Your task is to copy the listing exactly. Drop any pictures from the copy.

+-------+

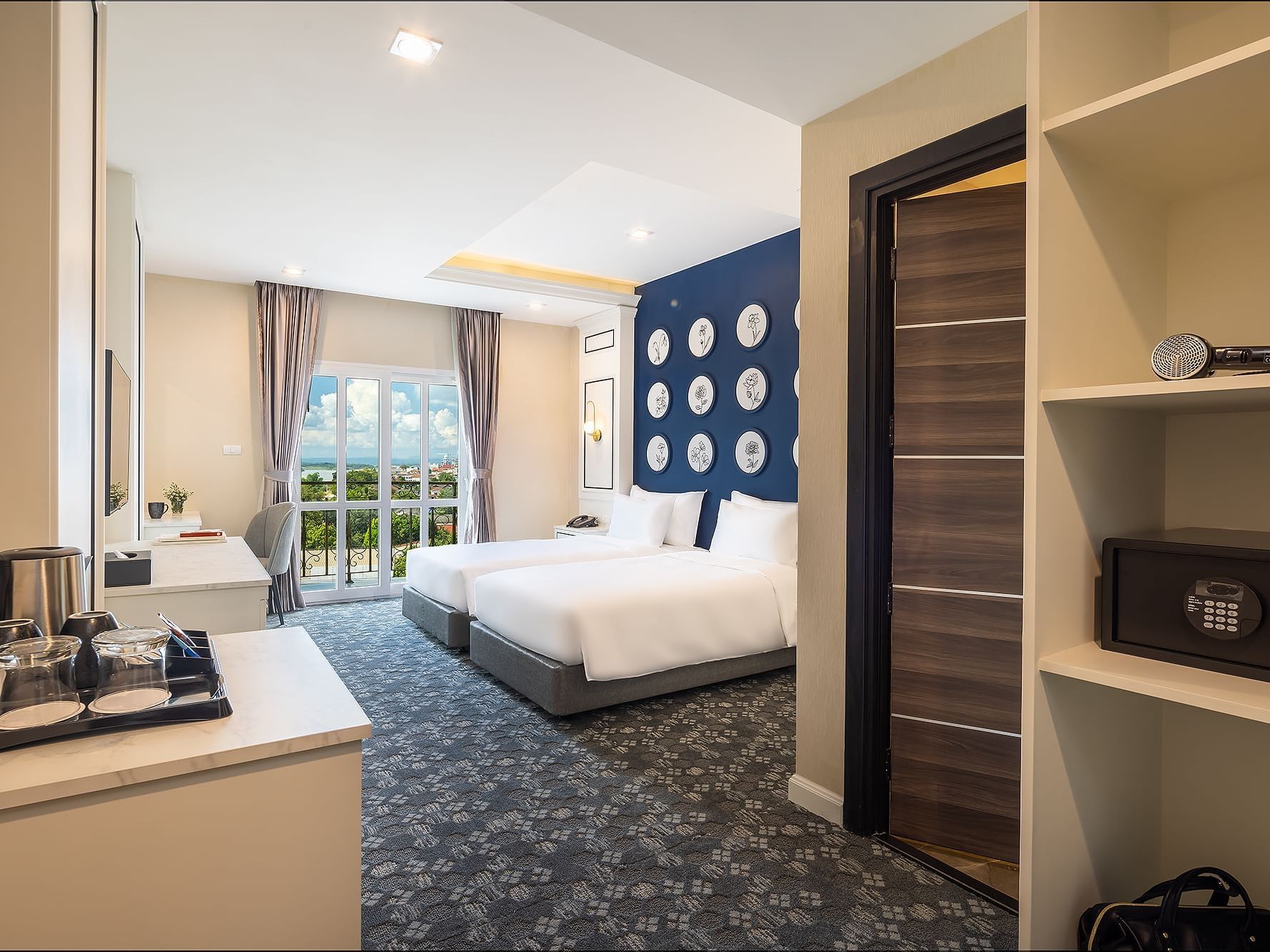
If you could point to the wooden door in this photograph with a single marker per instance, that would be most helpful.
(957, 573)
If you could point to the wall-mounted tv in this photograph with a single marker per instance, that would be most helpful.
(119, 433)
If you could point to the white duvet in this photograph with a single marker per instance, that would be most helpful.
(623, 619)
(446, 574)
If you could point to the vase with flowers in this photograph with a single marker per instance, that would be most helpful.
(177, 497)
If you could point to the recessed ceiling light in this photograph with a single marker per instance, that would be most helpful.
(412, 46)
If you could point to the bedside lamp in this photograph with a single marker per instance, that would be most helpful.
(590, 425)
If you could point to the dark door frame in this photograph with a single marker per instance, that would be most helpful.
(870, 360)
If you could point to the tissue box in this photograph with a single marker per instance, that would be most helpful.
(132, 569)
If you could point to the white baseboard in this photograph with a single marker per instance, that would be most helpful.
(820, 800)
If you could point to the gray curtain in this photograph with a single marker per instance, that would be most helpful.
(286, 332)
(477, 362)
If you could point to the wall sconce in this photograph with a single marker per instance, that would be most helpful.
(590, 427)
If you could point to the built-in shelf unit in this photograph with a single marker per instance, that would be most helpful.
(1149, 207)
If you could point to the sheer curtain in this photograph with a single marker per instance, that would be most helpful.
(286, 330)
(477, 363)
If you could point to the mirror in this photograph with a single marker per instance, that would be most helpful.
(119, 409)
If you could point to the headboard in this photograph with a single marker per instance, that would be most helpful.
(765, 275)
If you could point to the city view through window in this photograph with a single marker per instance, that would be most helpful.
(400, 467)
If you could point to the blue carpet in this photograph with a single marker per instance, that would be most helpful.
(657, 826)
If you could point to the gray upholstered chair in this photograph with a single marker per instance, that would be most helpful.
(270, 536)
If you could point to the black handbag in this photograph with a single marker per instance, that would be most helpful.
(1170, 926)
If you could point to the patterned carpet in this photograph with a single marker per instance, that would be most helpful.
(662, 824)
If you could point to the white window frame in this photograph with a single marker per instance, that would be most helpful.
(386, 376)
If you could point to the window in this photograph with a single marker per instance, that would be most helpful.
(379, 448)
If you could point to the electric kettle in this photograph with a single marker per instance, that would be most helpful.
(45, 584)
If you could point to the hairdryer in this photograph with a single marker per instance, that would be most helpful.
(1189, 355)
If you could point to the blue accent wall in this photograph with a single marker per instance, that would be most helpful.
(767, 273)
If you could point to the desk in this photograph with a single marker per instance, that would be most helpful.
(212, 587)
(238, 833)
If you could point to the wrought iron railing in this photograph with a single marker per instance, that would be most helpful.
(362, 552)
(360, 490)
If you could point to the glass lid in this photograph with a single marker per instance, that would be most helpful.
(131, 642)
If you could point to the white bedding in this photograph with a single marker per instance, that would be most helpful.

+-------+

*The output*:
If you could point to the wooden door in this photograph with a single marker per instance, that would be most helpful.
(957, 573)
If you could point to the wall-mounted tv in this photograph with a single marker per instance, that would be most helpful.
(119, 433)
If you could point to the white duvet in this photograph with a single marker per instance, that would be most helpful.
(623, 619)
(446, 574)
If you could point to the vase with flowers in this photograph with a single marker per instance, that would be most helpful.
(177, 497)
If you could point to the recessed ceiling light in this photograph with a single marker per instance, that would be most helpful.
(412, 46)
If you could point to the bedside lamp in this photograph with a single marker per instance, that would be most helpful.
(590, 425)
If you could point to the dark door frame in this photograph with a single marker per instance, that would be most helpful.
(870, 360)
If you could point to the tissue box in this photograph with a single marker per instance, that would be most helpful.
(132, 569)
If you could point to the white baseboard in this photograph with a single marker per instance, that would be most helpful.
(820, 800)
If you could point to the gray curtain in this photograph with a single marker per instance, that would be most helpful.
(286, 332)
(477, 362)
If you could point to the wall sconce in this photograph with a single marker per instance, that would be most helpful.
(590, 427)
If you could point to the built-in shelf unit in this photograph with a single marker per instance, that would be most helpful.
(1149, 207)
If you could point to the sheer curtain in this photograph with a single marker per instance, that would be most helpful.
(286, 330)
(477, 363)
If you could point to the mirror in this photograph with a single marker per instance, that would be most helpful.
(119, 409)
If you could point to the headboard in this photograph with a single marker per instance, that would be most helpful.
(765, 275)
If you could point to the city view through window in this photograph with a single marker per instance, that would be most helpful.
(400, 467)
If you could point to the blue carpet in this photograph with a single marker per instance, that would be most helpful.
(657, 826)
If you could point to the gray upholstered chair in this photograph with a single marker per instance, that would be most helpful.
(270, 536)
If you could point to the black handbag in this photograph with a single marker per instance, that would be most helpful.
(1170, 926)
If you could point to the patterned carpet in this photograph with a single marker per instance, that would be most helpful.
(662, 824)
If you could point to the white window frame in this photograph with a single marker per instance, that would be most helpful.
(386, 376)
If you could point to the window in this photograph with a single marker per instance, that would be most helpful.
(379, 448)
If you could point to the electric kettle in this photograph with a single marker per instance, that would be most helpful.
(45, 584)
If you could point to the hairdryer in this photograph with a single marker per instance, that would be most helpful.
(1189, 355)
If you could point to the blue accent wall in this photograph with a single marker per instance, that would be most helpful.
(767, 273)
If you could point to the desk in this photograph with a single marker per instance, that would be most helpful.
(212, 587)
(238, 833)
If you could point to the wrought iron railing in this photograph with a single marker per instance, that would be most helpful.
(362, 552)
(360, 490)
If you could point to the glass lid in this photograph with a single marker per instance, that would be most helpful.
(131, 642)
If you could point to the white bedding in this photograph with a single marker per instance, that would be most helpful.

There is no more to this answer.